--- Exercise set ---
A: Name every blood test that, according to the forum thread about an upcoming endocrinologist visit, the doctor will order at the Halloween appointment.
B: In the forum thread about an upcoming endocrinologist visit, why does Karinp recommend blood tests for celiac disease?
C: Carry the forum thread about an upcoming endocrinologist visit forward from the end of its final post.

--- Excerpt to read ---
BEGIN

# Going to see a Endo... nervous



## Mel1031 (Jul 25, 2012)

I'm waiting for the referral to go through so I can go see an Endo dr, found one whos willing to do base pay off my income and its not going to be expensive but tests will be, My stomach is still hurting still having chest pains. My dr thinks it might be Gastroparesis. My stomach is slow to empty and she wants me to go see an endo dr before I see a GI dr, to see if my hashimoto's is hiding anything else going on. Someone who knows whats going on, My anti body test is still 1400. I'm just thinking like shouldn't it be going down with my treatments? I go on Halloween to get more blood work shes doing T4 t4 free my t3 and TSH again. I'm just like nervous I'm going to see this new dr and just be stuck, I'm tired of this up and downs.


----------



## Karinp (Jun 14, 2012)

Have you ever been tested for celiac disease? People with hashi's have an increased risk of having it and since you're having gastro symptoms, i would request the blood tests. I was having some vague gastro symptoms and it turns out i have celiac disease. Good luck to you!!!


----------



## Octavia (Aug 1, 2011)

That's good news about seeing an endo.

Thyroid issues have been known to slow things down in the gut...could be a connection here!


----------



## Andros (Aug 26, 2009)

Mel1031 said:


> I'm waiting for the referral to go through so I can go see an Endo dr, found one whos willing to do base pay off my income and its not going to be expensive but tests will be, My stomach is still hurting still having chest pains. My dr thinks it might be Gastroparesis. My stomach is slow to empty and she wants me to go see an endo dr before I see a GI dr, to see if my hashimoto's is hiding anything else going on. Someone who knows whats going on, My anti body test is still 1400. I'm just thinking like shouldn't it be going down with my treatments? I go on Halloween to get more blood work shes doing T4 t4 free my t3 and TSH again. I'm just like nervous I'm going to see this new dr and just be stuck, I'm tired of this up and downs.


This is very good news! I will remain hopeful for you. When is your appt.?


----------



## Mel1031 (Jul 25, 2012)

Karinp said:


> Have you ever been tested for celiac disease? People with hashi's have an increased risk of having it and since you're having gastro symptoms, i would request the blood tests. I was having some vague gastro symptoms and it turns out i have celiac disease. Good luck to you!!!

END

--- Records from a data collection ---
BEGIN

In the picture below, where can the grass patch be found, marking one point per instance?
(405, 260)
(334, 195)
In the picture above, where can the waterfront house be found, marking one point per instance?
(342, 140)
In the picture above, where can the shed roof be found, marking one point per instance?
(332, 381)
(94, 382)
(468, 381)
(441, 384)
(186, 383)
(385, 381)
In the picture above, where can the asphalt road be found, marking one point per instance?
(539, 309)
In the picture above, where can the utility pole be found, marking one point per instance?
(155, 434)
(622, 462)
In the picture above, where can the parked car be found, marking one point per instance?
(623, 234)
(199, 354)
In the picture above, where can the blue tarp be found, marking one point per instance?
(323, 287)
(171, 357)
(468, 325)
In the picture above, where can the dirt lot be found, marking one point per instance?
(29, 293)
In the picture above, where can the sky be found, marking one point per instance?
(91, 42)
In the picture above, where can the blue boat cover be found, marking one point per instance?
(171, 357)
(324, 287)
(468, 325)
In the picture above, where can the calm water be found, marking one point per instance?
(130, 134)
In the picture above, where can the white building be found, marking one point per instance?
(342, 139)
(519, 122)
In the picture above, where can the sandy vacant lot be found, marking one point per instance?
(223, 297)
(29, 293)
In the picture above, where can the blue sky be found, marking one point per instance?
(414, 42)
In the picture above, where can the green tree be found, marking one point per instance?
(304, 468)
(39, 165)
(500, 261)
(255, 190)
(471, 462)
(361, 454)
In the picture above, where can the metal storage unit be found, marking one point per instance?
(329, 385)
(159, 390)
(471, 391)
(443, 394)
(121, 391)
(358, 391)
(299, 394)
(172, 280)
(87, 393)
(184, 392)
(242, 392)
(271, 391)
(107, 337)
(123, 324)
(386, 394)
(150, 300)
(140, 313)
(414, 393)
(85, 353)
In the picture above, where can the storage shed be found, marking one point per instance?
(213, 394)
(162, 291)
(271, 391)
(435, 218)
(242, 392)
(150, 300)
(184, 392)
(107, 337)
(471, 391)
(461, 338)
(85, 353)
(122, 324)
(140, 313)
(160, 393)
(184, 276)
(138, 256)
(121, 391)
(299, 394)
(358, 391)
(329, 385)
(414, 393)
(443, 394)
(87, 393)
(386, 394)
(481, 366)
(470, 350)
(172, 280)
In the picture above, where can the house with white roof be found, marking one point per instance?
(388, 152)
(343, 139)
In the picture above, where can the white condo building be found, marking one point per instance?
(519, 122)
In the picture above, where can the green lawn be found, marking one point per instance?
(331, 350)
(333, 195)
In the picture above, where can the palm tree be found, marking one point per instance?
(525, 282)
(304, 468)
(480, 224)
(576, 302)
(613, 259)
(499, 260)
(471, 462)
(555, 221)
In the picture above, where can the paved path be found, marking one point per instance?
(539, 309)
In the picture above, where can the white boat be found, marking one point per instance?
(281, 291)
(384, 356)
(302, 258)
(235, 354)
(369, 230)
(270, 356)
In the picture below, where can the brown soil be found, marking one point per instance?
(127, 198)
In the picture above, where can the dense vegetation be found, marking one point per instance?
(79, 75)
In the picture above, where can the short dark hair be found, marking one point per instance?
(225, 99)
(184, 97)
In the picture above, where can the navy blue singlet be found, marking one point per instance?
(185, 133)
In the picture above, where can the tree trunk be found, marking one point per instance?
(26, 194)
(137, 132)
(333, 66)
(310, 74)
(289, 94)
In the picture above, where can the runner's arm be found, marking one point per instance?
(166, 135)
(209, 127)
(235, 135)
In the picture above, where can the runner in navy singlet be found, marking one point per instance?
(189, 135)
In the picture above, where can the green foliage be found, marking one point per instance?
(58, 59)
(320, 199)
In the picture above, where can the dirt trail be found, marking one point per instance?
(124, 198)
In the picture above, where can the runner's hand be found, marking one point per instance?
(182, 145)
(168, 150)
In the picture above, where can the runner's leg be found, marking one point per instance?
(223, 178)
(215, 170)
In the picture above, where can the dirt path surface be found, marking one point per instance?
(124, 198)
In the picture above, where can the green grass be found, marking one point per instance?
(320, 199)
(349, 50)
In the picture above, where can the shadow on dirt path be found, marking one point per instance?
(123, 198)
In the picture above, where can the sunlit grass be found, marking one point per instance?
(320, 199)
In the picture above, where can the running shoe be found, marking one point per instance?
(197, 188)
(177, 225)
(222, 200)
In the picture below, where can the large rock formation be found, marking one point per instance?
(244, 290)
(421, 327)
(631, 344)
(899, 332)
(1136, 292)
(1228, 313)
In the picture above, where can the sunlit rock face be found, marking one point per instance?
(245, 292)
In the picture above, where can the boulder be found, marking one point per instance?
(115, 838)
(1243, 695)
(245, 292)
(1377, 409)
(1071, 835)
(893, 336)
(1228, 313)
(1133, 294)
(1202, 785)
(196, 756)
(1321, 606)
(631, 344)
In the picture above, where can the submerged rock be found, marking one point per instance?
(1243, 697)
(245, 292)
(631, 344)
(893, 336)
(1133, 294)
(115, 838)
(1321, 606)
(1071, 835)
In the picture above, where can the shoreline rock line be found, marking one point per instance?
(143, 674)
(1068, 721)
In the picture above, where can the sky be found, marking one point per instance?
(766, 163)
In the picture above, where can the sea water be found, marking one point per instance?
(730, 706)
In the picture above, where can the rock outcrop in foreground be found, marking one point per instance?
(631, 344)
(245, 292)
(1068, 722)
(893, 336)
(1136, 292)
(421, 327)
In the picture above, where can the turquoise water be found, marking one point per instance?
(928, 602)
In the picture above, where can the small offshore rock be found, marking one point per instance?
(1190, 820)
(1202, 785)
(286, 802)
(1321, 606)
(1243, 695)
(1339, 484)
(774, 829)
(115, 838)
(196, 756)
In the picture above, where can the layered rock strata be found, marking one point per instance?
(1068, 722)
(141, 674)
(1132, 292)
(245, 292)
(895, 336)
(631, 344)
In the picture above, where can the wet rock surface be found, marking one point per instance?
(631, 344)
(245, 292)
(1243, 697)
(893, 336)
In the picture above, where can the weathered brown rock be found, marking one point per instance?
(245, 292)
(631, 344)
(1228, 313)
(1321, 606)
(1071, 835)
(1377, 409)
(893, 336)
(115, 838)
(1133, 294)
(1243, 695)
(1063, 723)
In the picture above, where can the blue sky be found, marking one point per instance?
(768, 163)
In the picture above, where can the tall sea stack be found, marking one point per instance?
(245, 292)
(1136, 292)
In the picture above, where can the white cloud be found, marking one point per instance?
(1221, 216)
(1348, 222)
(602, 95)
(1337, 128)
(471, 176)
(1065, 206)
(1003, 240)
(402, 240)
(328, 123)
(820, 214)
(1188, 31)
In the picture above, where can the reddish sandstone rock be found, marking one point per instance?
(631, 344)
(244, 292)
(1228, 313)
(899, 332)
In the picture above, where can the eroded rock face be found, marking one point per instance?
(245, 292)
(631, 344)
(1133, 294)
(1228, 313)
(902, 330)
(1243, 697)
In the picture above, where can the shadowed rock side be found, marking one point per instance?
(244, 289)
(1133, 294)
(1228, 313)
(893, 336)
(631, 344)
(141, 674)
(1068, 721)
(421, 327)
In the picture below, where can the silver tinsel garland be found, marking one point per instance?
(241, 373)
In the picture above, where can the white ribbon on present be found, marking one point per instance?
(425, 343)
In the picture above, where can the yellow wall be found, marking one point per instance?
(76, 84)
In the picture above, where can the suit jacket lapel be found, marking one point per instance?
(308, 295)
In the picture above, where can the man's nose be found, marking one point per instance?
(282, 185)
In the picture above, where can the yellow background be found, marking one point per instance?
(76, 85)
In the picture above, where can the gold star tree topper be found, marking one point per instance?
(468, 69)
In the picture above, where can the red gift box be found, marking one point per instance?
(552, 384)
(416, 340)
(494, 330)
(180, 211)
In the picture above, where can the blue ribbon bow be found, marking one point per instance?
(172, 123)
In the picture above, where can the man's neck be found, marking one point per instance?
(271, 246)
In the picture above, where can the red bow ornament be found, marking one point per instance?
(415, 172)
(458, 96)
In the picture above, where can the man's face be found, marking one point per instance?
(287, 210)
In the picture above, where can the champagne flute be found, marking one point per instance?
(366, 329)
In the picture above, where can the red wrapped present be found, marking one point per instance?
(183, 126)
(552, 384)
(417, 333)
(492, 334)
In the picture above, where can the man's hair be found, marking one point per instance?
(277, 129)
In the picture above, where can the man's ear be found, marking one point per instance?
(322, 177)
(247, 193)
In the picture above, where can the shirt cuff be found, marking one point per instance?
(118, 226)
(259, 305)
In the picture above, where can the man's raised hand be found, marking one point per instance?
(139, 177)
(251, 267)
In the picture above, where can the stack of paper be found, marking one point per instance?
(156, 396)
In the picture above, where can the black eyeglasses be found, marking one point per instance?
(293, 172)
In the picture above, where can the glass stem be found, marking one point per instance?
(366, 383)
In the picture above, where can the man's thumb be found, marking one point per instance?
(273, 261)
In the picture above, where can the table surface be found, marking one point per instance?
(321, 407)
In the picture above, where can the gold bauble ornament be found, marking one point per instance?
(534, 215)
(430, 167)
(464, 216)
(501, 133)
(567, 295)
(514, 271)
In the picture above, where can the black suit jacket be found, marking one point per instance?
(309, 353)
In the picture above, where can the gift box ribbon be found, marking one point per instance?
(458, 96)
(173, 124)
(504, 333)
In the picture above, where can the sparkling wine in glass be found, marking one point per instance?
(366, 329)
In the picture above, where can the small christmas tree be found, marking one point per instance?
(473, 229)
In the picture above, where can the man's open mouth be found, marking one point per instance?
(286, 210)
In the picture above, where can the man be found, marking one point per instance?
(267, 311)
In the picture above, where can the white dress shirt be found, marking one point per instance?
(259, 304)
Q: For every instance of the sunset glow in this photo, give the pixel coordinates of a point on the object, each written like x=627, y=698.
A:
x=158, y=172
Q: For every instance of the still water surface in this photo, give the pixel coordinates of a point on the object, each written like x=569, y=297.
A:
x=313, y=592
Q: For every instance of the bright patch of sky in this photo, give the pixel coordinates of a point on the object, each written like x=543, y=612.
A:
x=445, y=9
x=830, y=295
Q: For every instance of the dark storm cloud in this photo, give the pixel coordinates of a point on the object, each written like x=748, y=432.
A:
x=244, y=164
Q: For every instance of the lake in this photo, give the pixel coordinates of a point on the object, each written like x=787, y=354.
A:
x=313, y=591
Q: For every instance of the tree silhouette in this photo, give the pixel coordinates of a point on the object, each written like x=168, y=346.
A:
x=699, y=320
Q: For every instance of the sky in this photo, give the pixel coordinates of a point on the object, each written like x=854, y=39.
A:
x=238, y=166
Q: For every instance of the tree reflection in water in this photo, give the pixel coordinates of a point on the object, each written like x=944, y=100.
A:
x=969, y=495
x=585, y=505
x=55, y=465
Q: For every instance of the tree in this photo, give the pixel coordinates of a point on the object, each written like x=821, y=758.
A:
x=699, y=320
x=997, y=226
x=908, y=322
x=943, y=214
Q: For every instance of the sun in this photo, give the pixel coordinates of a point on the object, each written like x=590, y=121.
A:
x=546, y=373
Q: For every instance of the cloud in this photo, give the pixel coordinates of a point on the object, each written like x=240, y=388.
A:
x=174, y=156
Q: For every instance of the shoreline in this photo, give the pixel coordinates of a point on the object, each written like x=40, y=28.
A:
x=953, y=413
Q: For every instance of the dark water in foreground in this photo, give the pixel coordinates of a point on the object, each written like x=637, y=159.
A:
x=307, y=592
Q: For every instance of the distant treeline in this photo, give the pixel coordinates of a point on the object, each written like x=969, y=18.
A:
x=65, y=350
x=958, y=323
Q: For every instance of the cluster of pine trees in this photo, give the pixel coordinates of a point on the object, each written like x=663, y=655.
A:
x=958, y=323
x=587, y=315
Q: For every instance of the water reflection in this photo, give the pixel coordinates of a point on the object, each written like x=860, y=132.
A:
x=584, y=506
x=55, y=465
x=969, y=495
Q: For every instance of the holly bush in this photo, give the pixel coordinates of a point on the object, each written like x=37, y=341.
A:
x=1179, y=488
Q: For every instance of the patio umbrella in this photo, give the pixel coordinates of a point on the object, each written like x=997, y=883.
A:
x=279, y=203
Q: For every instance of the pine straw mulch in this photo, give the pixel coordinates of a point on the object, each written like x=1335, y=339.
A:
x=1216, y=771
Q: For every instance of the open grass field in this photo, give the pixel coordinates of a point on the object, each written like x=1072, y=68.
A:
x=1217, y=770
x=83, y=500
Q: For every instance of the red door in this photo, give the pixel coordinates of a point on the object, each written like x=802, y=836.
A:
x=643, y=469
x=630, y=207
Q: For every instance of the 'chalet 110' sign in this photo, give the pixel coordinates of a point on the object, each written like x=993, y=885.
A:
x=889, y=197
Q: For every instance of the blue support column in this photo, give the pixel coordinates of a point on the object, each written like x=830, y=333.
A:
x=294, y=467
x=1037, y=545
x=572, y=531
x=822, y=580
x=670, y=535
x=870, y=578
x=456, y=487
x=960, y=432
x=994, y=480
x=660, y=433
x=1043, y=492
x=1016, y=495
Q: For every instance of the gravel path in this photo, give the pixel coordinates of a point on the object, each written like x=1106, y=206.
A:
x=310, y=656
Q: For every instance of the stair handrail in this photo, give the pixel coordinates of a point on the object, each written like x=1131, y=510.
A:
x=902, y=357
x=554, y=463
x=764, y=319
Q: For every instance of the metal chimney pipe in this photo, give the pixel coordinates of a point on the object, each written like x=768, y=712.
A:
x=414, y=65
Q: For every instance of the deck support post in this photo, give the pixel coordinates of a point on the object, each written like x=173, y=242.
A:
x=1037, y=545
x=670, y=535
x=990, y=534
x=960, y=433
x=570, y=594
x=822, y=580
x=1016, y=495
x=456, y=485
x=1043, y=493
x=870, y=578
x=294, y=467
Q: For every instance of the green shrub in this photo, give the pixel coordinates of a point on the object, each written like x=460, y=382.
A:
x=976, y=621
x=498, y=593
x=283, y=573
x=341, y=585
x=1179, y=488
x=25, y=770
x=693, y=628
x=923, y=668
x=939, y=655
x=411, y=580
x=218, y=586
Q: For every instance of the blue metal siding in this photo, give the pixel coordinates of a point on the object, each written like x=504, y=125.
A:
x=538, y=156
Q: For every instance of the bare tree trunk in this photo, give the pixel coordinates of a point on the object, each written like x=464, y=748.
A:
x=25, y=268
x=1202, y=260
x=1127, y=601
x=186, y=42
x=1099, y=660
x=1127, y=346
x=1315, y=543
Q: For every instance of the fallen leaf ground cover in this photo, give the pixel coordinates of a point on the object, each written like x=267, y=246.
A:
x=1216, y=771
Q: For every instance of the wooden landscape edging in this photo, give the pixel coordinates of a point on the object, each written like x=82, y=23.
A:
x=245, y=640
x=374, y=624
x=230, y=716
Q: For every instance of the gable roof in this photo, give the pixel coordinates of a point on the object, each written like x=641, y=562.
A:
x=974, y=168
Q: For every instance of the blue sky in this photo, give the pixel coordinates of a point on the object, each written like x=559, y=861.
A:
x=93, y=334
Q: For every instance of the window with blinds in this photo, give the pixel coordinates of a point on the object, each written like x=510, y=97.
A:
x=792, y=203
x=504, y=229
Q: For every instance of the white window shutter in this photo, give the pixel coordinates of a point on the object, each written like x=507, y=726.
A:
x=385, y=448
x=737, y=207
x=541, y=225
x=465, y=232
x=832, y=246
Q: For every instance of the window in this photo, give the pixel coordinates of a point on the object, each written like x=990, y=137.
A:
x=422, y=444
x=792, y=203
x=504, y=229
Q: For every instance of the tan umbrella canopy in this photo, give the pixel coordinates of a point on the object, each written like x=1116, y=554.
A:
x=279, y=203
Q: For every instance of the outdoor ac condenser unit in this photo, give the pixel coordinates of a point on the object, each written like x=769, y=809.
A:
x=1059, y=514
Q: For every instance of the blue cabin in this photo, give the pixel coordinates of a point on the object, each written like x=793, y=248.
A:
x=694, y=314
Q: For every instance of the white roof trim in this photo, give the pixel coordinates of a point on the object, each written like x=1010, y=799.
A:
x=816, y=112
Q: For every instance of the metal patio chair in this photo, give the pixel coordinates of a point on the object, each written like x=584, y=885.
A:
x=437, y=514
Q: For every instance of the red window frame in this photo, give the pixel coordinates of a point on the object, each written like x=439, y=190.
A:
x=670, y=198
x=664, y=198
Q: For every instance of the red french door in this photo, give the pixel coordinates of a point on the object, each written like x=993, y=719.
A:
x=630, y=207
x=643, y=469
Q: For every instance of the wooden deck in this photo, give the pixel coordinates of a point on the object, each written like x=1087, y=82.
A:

END

--- Solved problems ---
A: T4, free T4, T3, and TSH.

B: Karinp recommends the tests because people with Hashimoto's have an increased risk of celiac disease and Mel1031 is having gastro symptoms. Karinp adds that vague gastro symptoms of Karinp's own turned out to be celiac disease.

C:
Its what I was first tested for, it was negative... Thank you


----------



## Mel1031 (Jul 25, 2012)

Octavia said:


> That's good news about seeing an endo.
> 
> Thyroid issues have been known to slow things down in the gut...could be a connection here!


Thats what my dr was saying and since shes family practice she wants me to see someone who could help me further...


----------



## Mel1031 (Jul 25, 2012)

Andros said:


> This is very good news! I will remain hopeful for you. When is your appt.?


waiting for the referral to go threw said it takes like a week to get it to them and then they call me and make an appointment. So I dunno she just said she was going to put it in, and the Dr works in the hospital. His office is like part of the hospital.


----------



## Mel1031 (Jul 25, 2012)

It's going to take longer than I thought. My mom got full time I go in her insurance and that takes a week and they have a dr closer but will let me use my drs refural. I get new blood work Monday. But I'm kinda happy to wait if I'm not paying like a whole bunch of money. Just wanted to update


----------



## lainey (Aug 26, 2010)

That's great news that you can get in on your Mom's health insurance!


----------



## Mel1031 (Jul 25, 2012)

lainey said:


> That's great news that you can get in on your Mom's health insurance!


she has to wait till a pay day then she can put me on the insurance and her boss said that take another week, then I can go to my dr, they give me a new referral to a dr threw the insurance and I'll only be charged a 30/40 dollar co pay. Its another few weeks of waiting but Im ok with it lol.


----------



## Octavia (Aug 1, 2011)

That will be worth the wait!!!


----------



## Andros (Aug 26, 2009)

Mel1031 said:


> she has to wait till a pay day then she can put me on the insurance and her boss said that take another week, then I can go to my dr, they give me a new referral to a dr threw the insurance and I'll only be charged a 30/40 dollar co pay. Its another few weeks of waiting but Im ok with it lol.


I would definitely be okay w/that! What wonderful news for you!! Now you can "relax" a bit about the financial end of it anyway!!


----------



## Mel1031 (Jul 25, 2012)

Yes. I'm like yay I can get my teeth fixed I'm having problems with my teeth I cracked tooth again. The dentist keeps telling me they look fine so I dunno why they keep chipping.


----------



## CA-Lynn (Apr 29, 2010)

I believe I mentioned in another thread that possibly you grind them while you sleep and need an appliance to wear while you are sleeping to prevent this.


----------



## Mel1031 (Jul 25, 2012)

Yes and I mentioned I wear a night guard. Dentist also said he seen no signs of grinding


----------



## CA-Lynn (Apr 29, 2010)

Hard to keep up with everything....


----------



## Mel1031 (Jul 25, 2012)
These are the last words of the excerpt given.